▸ **Work instructions**: Reproduce the whole of the data exactly.

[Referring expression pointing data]

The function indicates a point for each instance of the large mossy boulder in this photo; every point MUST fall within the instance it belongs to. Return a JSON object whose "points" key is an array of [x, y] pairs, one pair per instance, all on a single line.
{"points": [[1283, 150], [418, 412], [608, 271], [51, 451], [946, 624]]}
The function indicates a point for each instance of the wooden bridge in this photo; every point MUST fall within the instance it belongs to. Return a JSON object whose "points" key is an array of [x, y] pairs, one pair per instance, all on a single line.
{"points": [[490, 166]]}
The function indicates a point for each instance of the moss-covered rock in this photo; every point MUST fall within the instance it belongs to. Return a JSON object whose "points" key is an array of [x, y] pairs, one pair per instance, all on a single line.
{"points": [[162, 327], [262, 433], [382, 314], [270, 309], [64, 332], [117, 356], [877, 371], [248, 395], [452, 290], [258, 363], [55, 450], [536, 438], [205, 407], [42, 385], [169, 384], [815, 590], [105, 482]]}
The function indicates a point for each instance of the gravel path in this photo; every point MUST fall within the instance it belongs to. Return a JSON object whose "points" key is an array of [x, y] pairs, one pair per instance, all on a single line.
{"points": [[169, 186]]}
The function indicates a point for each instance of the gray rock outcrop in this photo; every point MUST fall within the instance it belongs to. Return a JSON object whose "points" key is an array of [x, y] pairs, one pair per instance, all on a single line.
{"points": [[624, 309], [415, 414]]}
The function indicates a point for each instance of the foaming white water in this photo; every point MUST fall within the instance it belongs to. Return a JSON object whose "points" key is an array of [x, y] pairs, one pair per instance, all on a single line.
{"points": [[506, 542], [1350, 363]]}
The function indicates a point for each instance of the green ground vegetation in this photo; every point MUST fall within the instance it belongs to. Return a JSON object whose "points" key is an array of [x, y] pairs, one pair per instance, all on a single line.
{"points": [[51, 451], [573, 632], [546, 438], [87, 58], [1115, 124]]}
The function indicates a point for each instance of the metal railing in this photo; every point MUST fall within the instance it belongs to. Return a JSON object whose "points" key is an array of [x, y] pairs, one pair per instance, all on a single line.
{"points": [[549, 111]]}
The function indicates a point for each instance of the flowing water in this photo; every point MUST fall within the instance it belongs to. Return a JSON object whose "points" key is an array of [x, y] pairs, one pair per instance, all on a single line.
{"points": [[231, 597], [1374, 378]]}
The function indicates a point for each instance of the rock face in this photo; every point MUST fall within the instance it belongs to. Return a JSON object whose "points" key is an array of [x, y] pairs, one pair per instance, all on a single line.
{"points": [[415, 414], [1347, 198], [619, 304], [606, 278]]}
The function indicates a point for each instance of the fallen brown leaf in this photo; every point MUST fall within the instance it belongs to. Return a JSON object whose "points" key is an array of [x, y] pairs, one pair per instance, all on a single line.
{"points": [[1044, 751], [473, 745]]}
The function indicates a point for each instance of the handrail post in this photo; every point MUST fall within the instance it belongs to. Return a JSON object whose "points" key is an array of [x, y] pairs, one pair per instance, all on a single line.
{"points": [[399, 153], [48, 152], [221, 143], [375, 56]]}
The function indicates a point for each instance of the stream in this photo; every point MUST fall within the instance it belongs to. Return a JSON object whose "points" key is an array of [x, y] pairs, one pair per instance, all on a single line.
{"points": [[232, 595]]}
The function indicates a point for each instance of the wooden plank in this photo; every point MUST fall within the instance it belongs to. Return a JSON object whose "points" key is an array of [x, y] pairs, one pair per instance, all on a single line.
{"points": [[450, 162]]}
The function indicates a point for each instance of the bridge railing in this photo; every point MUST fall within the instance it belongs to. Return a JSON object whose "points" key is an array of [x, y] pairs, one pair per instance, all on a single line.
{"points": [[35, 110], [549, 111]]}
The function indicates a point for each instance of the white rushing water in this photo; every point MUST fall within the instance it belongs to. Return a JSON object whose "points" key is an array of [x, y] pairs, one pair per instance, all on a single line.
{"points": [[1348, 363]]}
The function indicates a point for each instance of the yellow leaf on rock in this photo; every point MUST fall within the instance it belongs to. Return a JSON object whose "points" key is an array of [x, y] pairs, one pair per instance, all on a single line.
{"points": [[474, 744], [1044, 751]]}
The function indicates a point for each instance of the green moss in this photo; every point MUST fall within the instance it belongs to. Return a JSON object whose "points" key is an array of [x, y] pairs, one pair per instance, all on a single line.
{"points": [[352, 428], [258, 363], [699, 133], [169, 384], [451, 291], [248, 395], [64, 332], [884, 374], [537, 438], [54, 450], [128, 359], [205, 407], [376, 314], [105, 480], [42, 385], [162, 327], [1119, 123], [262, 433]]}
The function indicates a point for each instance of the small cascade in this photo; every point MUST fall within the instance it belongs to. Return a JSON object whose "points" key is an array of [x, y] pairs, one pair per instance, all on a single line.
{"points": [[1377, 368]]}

▸ **Solution to this problem**:
The function indicates a point for each instance of the large mossy boulder in this photo; every point MUST fall within the instance it belongs to. Return a JSON object whose "points" key is an array of [x, y] pairs, one pair per instance, all on a single line.
{"points": [[1283, 150], [418, 412], [608, 271], [51, 451], [946, 624]]}
The function indicates a point for each instance of the wooden bridge in this photo; every point MUST fall within the instance it belongs to. Return a JSON object whose "points" key is an array of [x, y] pairs, one pair per instance, all on a single line.
{"points": [[490, 166]]}
The function indicates a point for each instance of the moss-covered rock in this photo; every point MUST fall within the instance it belongs to. Return a JSON object whose "points" key is an array of [x, y] pairs, one pair per instance, all on a single line.
{"points": [[162, 327], [262, 433], [382, 314], [270, 309], [64, 332], [117, 356], [877, 371], [248, 395], [452, 290], [258, 363], [55, 450], [536, 438], [205, 407], [42, 385], [169, 384], [815, 590], [105, 482]]}
The function indicates a point for each instance of the gravel path in this photo; every point MUST fall within the instance it belongs to. Return a JSON object whose "points" key is an array of [x, y] pairs, one pair per instance, all on a single line.
{"points": [[169, 186]]}
The function indicates a point for each instance of the gray rock outcrop in this photo; every point MUST fall within the instance it belongs to. Return a JSON object whose "points" key is an array of [x, y] pairs, one pair per instance, all on a single line.
{"points": [[624, 309], [415, 414]]}
The function indicates a point for each instance of the foaming white water in this photo; every point MUST fall within the instance it belongs to. Return a JSON object whose "points" key is an array of [x, y] pairs, one pair per instance, all on a single line.
{"points": [[506, 542], [1350, 363]]}
The function indicates a point for each instance of the green ground vegetation in this photo; every point MUST fall within the instance it belongs to. Return a JSON object whose "points" key is an array of [x, y] pairs, one pair per instance, all on a single line.
{"points": [[51, 451], [573, 632], [546, 438], [87, 58], [1115, 124]]}
The function indicates a point for each instance of the metal railing in this photo; every point MUST fall within the instance it belongs to. Return a JSON object whose "points" key is an array of [x, y] pairs, one pair per instance, all on a single line.
{"points": [[549, 111]]}
The function indicates a point for each instance of the flowing water in this photo; every point MUST fall within the instance it belongs to. Return a JSON object whose "points" key is an array of [x, y] pairs, one pair per instance, all on a single line.
{"points": [[231, 597], [1374, 378]]}
The function indicates a point for each instance of the rock face in this photo; every point MUST fall within the instance it belongs to. Return a JSON object whose "points" key is an array of [x, y] pairs, one pair per instance, all on a single line.
{"points": [[415, 414], [1347, 198], [619, 304], [606, 278]]}
The function indicates a point for each instance of the fallen brown leaf in this photo; every point MUST fall within the instance it belongs to. Return a JSON object whose "points" key is an array of [x, y] pairs, one pair per instance, all on a single line.
{"points": [[1044, 751], [473, 745]]}
The function indicates a point for each instance of the handrail post in this photo; every point MUST fall within the instance it belongs to. Return a JSON object whose "points" key is an array of [x, y] pairs, one pair per instance, all on a single line.
{"points": [[399, 153], [48, 152], [221, 143], [375, 56]]}
The function indicates a point for each instance of the stream in this photo; every point MUST fall within the instance it belongs to. Return a JSON object whose "points" key is an array of [x, y] pairs, one pair per instance, all on a single line.
{"points": [[232, 595]]}
The function indicates a point for each instance of the wooden plank in this photo; every point MUST fall within the instance it belongs to. Return a JSON object whose "points" key is an array of [x, y] pairs, one pair per instance, all on a single line.
{"points": [[450, 162]]}
The function indicates a point for each instance of the bridge railing in this photo; every point MUST fall within the instance it belongs to. Return a JSON object whose "points" key is an array of [x, y] pairs, one pair per instance, all on a single line.
{"points": [[35, 110], [549, 111]]}
The function indicates a point for each instance of the white rushing water in this photo; every point MUST fall within the instance it belongs to. Return a JSON object whose "points" key is an array of [x, y] pairs, one pair per instance, all on a single line.
{"points": [[1348, 363]]}
The function indicates a point for each instance of the yellow leaf on rock in this photo; every point MUST fall within the instance it belongs to. Return a JSON object whose "points" key is an array of [x, y] pairs, one pair per instance, all on a single line.
{"points": [[474, 744], [1044, 751]]}
The function indicates a point for each instance of the green moss in this photo; every point MUST fall within the instance it belongs to. Return a JSON object whose "points" key is an array of [x, y] pairs, one pair per instance, all on a single line.
{"points": [[352, 428], [258, 363], [699, 133], [169, 384], [451, 291], [248, 395], [64, 332], [884, 374], [537, 438], [54, 450], [128, 359], [205, 407], [376, 314], [105, 480], [42, 385], [162, 327], [1119, 123], [262, 433]]}
The function indicates a point for each instance of the small cascade in this photo; every point MUST fall within the instance it belongs to. Return a JSON object whose "points" key is an array of [x, y] pairs, one pair per instance, all on a single line.
{"points": [[1377, 368]]}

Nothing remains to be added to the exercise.